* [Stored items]
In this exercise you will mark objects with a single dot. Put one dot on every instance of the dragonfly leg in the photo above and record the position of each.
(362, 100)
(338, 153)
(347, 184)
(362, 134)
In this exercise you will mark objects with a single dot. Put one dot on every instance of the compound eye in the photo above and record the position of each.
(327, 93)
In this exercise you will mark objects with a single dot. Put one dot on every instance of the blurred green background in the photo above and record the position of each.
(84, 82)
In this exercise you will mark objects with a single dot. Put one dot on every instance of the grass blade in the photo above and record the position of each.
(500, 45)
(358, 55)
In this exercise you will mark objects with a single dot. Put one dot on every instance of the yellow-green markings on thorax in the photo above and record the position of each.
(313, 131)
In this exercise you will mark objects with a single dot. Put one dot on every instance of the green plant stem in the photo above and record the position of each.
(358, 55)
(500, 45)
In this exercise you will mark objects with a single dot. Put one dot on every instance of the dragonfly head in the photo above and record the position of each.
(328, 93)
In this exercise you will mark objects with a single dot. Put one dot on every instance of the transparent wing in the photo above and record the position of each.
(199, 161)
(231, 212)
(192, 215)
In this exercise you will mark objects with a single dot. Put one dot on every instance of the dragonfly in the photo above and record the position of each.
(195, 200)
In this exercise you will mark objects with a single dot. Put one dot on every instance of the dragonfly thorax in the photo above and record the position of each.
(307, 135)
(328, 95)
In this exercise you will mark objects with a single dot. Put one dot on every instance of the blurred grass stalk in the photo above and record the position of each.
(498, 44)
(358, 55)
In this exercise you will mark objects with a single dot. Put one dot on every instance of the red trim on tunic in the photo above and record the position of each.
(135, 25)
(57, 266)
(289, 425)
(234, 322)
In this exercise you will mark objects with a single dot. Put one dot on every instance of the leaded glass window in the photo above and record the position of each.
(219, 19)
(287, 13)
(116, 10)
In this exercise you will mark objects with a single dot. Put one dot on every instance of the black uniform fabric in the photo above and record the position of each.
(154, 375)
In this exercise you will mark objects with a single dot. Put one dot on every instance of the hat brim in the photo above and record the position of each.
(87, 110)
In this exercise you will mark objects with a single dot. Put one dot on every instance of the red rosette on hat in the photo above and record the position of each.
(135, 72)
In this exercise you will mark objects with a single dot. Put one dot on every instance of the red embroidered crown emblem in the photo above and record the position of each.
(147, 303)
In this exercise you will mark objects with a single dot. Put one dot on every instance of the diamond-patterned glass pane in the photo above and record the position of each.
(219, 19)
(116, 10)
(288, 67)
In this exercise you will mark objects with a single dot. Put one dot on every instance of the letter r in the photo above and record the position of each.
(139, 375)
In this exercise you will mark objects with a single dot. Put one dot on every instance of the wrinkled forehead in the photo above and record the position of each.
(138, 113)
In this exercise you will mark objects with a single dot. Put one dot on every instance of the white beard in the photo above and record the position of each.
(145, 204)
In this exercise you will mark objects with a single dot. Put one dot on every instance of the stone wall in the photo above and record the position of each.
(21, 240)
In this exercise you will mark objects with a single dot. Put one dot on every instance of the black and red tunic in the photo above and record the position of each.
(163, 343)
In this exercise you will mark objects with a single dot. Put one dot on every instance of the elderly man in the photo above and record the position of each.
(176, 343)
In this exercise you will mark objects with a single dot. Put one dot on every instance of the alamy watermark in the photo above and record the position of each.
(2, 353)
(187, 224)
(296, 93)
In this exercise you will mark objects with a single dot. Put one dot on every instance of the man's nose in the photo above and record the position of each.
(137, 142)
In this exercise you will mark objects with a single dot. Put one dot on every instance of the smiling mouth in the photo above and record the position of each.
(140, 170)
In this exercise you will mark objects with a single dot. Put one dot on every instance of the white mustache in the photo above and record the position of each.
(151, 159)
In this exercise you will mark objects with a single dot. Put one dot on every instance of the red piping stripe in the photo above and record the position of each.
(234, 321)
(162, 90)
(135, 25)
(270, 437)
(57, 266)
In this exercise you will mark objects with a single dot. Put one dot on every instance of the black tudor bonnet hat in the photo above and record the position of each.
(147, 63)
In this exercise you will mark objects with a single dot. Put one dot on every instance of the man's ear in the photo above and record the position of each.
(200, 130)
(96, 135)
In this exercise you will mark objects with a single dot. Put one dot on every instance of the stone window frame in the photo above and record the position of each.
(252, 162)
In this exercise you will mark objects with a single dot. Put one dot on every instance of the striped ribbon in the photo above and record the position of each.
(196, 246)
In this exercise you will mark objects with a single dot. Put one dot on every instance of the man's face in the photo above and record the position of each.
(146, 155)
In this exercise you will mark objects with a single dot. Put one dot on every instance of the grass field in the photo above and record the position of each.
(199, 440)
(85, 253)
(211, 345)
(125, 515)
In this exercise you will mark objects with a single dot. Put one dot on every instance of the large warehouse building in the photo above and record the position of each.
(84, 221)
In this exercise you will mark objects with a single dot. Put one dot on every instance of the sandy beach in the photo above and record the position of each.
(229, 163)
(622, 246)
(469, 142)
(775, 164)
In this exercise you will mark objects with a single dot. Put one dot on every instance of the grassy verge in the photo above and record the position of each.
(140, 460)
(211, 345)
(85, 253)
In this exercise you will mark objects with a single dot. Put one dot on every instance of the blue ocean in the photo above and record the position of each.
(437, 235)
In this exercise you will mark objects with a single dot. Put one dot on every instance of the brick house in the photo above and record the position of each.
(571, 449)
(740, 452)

* [Work to complete]
Render every line of the records above as a JSON list of strings, with one string per line and blank lines left out.

* [Response below]
[
  "In this exercise you will mark objects with a single dot. Put one dot on every instance of the dragonfly leg in the photo above and record the position of each.",
  "(362, 100)",
  "(338, 153)",
  "(347, 184)",
  "(362, 134)",
  "In this exercise you will mark objects with a single dot. Put one dot on every instance of the compound eye in the photo above and record the position of each.",
  "(327, 93)",
  "In this exercise you will mark objects with a single dot. Put one dot on every instance of the blurred green background in the photo above and record the position of each.",
  "(84, 82)",
  "In this exercise you will mark objects with a single dot. Put one dot on every instance of the grass blade in the photo above and record the position of each.",
  "(500, 45)",
  "(358, 55)",
  "In this exercise you will mark objects with a single dot. Put one dot on every instance of the yellow-green markings on thorax in the photo above and record the position of each.",
  "(313, 131)",
  "In this exercise you will mark objects with a single dot. Put one dot on every instance of the green plant stem in the photo above and record the position of each.",
  "(358, 55)",
  "(500, 45)",
  "In this exercise you will mark objects with a single dot. Put one dot on every instance of the dragonfly head in the photo above and record the position of each.",
  "(328, 93)",
  "In this exercise you will mark objects with a single dot. Put one dot on every instance of the transparent wing in the photo above and record the position of each.",
  "(199, 161)",
  "(231, 212)",
  "(192, 215)",
  "In this exercise you will mark objects with a single dot. Put one dot on every instance of the dragonfly in the photo above and record the position of each.",
  "(195, 200)",
  "In this exercise you will mark objects with a single dot. Put one dot on every instance of the dragonfly thorax in the photo above and record the position of each.",
  "(307, 135)",
  "(328, 95)",
  "In this exercise you will mark objects with a single dot. Put one dot on every instance of the blurred grass stalk in the photo above and record the position of each.",
  "(498, 44)",
  "(358, 55)",
  "In this exercise you will mark objects with a single dot. Put one dot on every instance of the red trim on tunic in the photo above and record the position of each.",
  "(135, 25)",
  "(57, 266)",
  "(289, 425)",
  "(234, 322)",
  "In this exercise you will mark objects with a single dot. Put one dot on every instance of the leaded glass window in the photo above and record the position of each.",
  "(219, 19)",
  "(287, 13)",
  "(116, 10)",
  "In this exercise you will mark objects with a single dot. Put one dot on every instance of the black uniform fabric in the photo above and record the position of each.",
  "(154, 375)",
  "In this exercise you will mark objects with a single dot. Put one dot on every instance of the hat brim in the photo above and record the position of each.",
  "(87, 110)",
  "In this exercise you will mark objects with a single dot. Put one dot on every instance of the red rosette on hat in the photo above and record the position of each.",
  "(135, 72)",
  "In this exercise you will mark objects with a single dot. Put one dot on every instance of the red embroidered crown emblem in the photo above and record the position of each.",
  "(147, 303)",
  "In this exercise you will mark objects with a single dot. Put one dot on every instance of the diamond-patterned glass pane in the photo above and record the position of each.",
  "(219, 19)",
  "(116, 10)",
  "(288, 67)",
  "In this exercise you will mark objects with a single dot. Put one dot on every instance of the letter r in the photo above and record the position of each.",
  "(139, 375)",
  "In this exercise you will mark objects with a single dot. Put one dot on every instance of the wrinkled forehead in the photo above and record the position of each.",
  "(138, 113)",
  "In this exercise you will mark objects with a single dot. Put one dot on every instance of the white beard in the photo above and record the position of each.",
  "(145, 204)",
  "In this exercise you will mark objects with a single dot. Put one dot on every instance of the stone wall in the photo above and record the position of each.",
  "(21, 240)",
  "In this exercise you will mark objects with a single dot. Put one dot on every instance of the black and red tunic in the photo above and record the position of each.",
  "(163, 343)",
  "In this exercise you will mark objects with a single dot. Put one dot on every instance of the elderly man in the photo above and record the position of each.",
  "(176, 343)",
  "In this exercise you will mark objects with a single dot. Put one dot on every instance of the alamy watermark in the photo above and record the position of each.",
  "(2, 353)",
  "(187, 224)",
  "(296, 93)",
  "In this exercise you will mark objects with a single dot. Put one dot on every instance of the man's nose in the photo above and record the position of each.",
  "(137, 142)",
  "In this exercise you will mark objects with a single dot. Put one dot on every instance of the smiling mouth in the photo above and record the position of each.",
  "(140, 170)",
  "In this exercise you will mark objects with a single dot. Put one dot on every instance of the white mustache in the photo above and record the position of each.",
  "(151, 159)",
  "In this exercise you will mark objects with a single dot. Put one dot on every instance of the red piping stripe in the photo above and record the position of each.",
  "(234, 321)",
  "(162, 90)",
  "(135, 25)",
  "(270, 437)",
  "(57, 266)",
  "In this exercise you will mark objects with a single dot. Put one dot on every instance of the black tudor bonnet hat in the photo above and record the position of each.",
  "(147, 63)",
  "In this exercise you will mark objects with a single dot. Put one dot on every instance of the man's ear in the photo above and record the position of each.",
  "(200, 130)",
  "(96, 135)",
  "In this exercise you will mark objects with a single dot. Put one dot on every instance of the stone window frame in the photo above and record the position of each.",
  "(252, 162)",
  "In this exercise you will mark objects with a single dot. Put one dot on every instance of the striped ribbon in the photo above and record the position of each.",
  "(196, 246)",
  "In this exercise you will mark objects with a single dot. Put one dot on every instance of the man's face in the photo above and record the position of each.",
  "(146, 155)",
  "In this exercise you will mark objects with a single dot. Put one dot on every instance of the grass field in the photo above and record the position of each.",
  "(199, 440)",
  "(85, 253)",
  "(211, 345)",
  "(125, 515)",
  "In this exercise you will mark objects with a single dot. Put one dot on every instance of the large warehouse building in the photo above and record the position of each.",
  "(84, 221)",
  "In this exercise you will mark objects with a single dot. Put one dot on every instance of the sandy beach in the photo above and record the position of each.",
  "(229, 163)",
  "(622, 246)",
  "(469, 142)",
  "(775, 164)",
  "In this exercise you will mark objects with a single dot. Put one dot on every instance of the grassy verge in the photo above and record the position of each.",
  "(140, 460)",
  "(211, 345)",
  "(85, 253)",
  "In this exercise you will mark objects with a single dot. Put one dot on every instance of the blue ocean in the photo above and record the position of each.",
  "(437, 235)",
  "In this exercise you will mark objects with a single dot. Put one dot on every instance of the brick house in the photo above and record the position of each.",
  "(571, 449)",
  "(740, 452)"
]